## [Problem statement]
Copy out all of the rows below, substituting "enclosing rectangle" for every "bounding box" and leaving everything else unchanged.

## [Provided material]
************

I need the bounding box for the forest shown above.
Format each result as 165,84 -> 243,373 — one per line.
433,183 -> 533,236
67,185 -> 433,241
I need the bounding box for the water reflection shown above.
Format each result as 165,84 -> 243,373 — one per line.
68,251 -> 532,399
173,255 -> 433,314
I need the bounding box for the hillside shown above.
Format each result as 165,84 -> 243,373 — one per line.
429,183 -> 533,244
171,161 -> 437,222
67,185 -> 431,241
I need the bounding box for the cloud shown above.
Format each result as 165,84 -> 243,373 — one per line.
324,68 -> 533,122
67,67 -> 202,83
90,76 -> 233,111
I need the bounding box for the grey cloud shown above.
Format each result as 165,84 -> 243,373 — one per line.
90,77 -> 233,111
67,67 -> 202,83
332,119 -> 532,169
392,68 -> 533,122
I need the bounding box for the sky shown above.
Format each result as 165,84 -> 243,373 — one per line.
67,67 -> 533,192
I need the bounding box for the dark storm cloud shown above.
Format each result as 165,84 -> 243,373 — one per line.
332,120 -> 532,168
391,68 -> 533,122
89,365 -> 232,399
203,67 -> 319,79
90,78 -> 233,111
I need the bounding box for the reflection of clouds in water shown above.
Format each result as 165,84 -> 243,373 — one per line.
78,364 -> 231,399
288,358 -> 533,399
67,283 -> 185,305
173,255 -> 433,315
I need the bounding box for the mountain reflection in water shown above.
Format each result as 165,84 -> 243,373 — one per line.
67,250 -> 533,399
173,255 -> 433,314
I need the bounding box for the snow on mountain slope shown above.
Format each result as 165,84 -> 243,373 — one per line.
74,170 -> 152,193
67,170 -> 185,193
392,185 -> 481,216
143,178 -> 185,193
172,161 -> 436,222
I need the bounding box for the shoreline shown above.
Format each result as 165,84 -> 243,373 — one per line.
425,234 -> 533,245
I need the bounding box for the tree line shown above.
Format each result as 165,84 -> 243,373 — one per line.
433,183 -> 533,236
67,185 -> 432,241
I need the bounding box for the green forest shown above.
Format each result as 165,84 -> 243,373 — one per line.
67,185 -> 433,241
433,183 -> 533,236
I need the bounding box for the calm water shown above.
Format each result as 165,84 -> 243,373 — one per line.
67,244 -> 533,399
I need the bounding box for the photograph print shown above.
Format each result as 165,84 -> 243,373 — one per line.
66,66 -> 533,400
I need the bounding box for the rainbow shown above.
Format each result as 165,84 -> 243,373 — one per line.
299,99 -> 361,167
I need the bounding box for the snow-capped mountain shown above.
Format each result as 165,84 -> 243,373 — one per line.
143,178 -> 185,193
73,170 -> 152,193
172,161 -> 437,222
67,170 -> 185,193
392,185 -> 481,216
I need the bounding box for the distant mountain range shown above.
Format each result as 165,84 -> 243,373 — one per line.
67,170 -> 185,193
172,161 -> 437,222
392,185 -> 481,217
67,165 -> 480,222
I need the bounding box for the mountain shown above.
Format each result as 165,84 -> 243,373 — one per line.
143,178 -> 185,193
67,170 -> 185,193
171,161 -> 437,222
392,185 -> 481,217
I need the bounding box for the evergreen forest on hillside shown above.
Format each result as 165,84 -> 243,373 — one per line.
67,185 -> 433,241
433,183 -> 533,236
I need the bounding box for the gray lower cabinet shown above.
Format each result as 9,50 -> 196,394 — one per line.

************

## [Answer to the task]
I need the enclosing rectangle for the forest shown above.
Format each result as 165,84 -> 243,373 — one per line.
433,183 -> 533,236
67,185 -> 433,241
I need the enclosing rectangle for the water reflection shown above.
Format each result as 165,84 -> 243,373 — one per line.
68,251 -> 532,399
173,255 -> 433,314
I need the enclosing rectangle for the hillside shown above.
Format each result as 165,84 -> 243,373 — one per line.
429,183 -> 533,244
171,161 -> 437,222
67,185 -> 431,241
I need the enclosing rectangle for the cloud shown above.
Format each result as 165,84 -> 243,373 — one per line.
324,68 -> 533,122
67,67 -> 202,83
90,76 -> 233,111
I need the enclosing rectangle for the grey cloud shown above.
Format each result as 165,84 -> 243,373 — one per line.
90,77 -> 233,111
67,67 -> 202,83
332,119 -> 532,169
392,68 -> 533,122
I need the enclosing rectangle for the sky shown above.
Format each result as 165,84 -> 243,373 — one per line.
67,67 -> 533,192
I need the enclosing rectangle for the dark storm cloud shown above.
Format each result as 165,84 -> 243,373 — one per line.
332,120 -> 532,168
391,68 -> 533,122
89,365 -> 232,399
203,67 -> 319,79
90,78 -> 233,111
I need the enclosing rectangle for the reflection of clouds in water shown above.
Format each result as 165,84 -> 243,373 — one per line.
78,364 -> 231,399
288,358 -> 533,399
67,283 -> 185,305
173,255 -> 433,315
I need the enclosing rectangle for the mountain reflection in water shown above.
Format each result as 165,84 -> 243,373 — one per line.
67,250 -> 533,399
173,255 -> 433,314
I need the enclosing rectangle for the snow on mountain slope shown above.
Format each result as 165,84 -> 243,373 — one per line.
74,170 -> 152,193
67,170 -> 185,193
392,185 -> 481,216
143,178 -> 185,193
172,161 -> 436,222
I need the enclosing rectangle for the shoreline shown above.
Format each result as 165,84 -> 243,373 — one per line.
425,234 -> 533,245
I need the enclosing rectangle for the tree line shown above.
Format each result as 165,84 -> 243,373 — one per line.
433,183 -> 533,236
67,185 -> 432,241
I need the enclosing rectangle for the green forest shown above.
Format each result as 165,84 -> 243,373 — one per line.
67,185 -> 433,241
433,183 -> 533,236
I need the enclosing rectangle for the calm water shown above.
Format each result as 165,84 -> 243,373 — one per line.
67,244 -> 533,399
I need the enclosing rectangle for the photograph print shown above.
Format each result as 165,84 -> 243,373 — one per line.
66,66 -> 533,400
I need the enclosing rectangle for the rainbow shown above.
Format each result as 165,84 -> 243,373 — one per line.
299,99 -> 361,167
I need the enclosing rectangle for the snow-capped mountain shown above.
Format each result as 165,84 -> 243,373 — one per line.
143,178 -> 185,193
73,170 -> 152,193
172,161 -> 437,222
67,170 -> 185,193
392,185 -> 481,216
I need the enclosing rectangle for the distant mountain range shown above.
Format each result as 165,84 -> 243,373 — one per line.
67,170 -> 185,193
172,161 -> 437,222
392,185 -> 481,217
67,165 -> 480,222
I need the enclosing rectangle for the mountain shown above.
Format each result as 165,84 -> 243,373 — one per line.
143,178 -> 185,193
67,170 -> 185,193
171,161 -> 437,222
392,185 -> 481,217
I need the enclosing rectangle for the evergreen forest on hillside shown above.
Format each result as 165,84 -> 243,373 — one per line.
67,185 -> 433,241
433,183 -> 533,236
I need the enclosing rectangle for the gray lower cabinet shown above.
Format each result as 9,50 -> 196,394 — one per line.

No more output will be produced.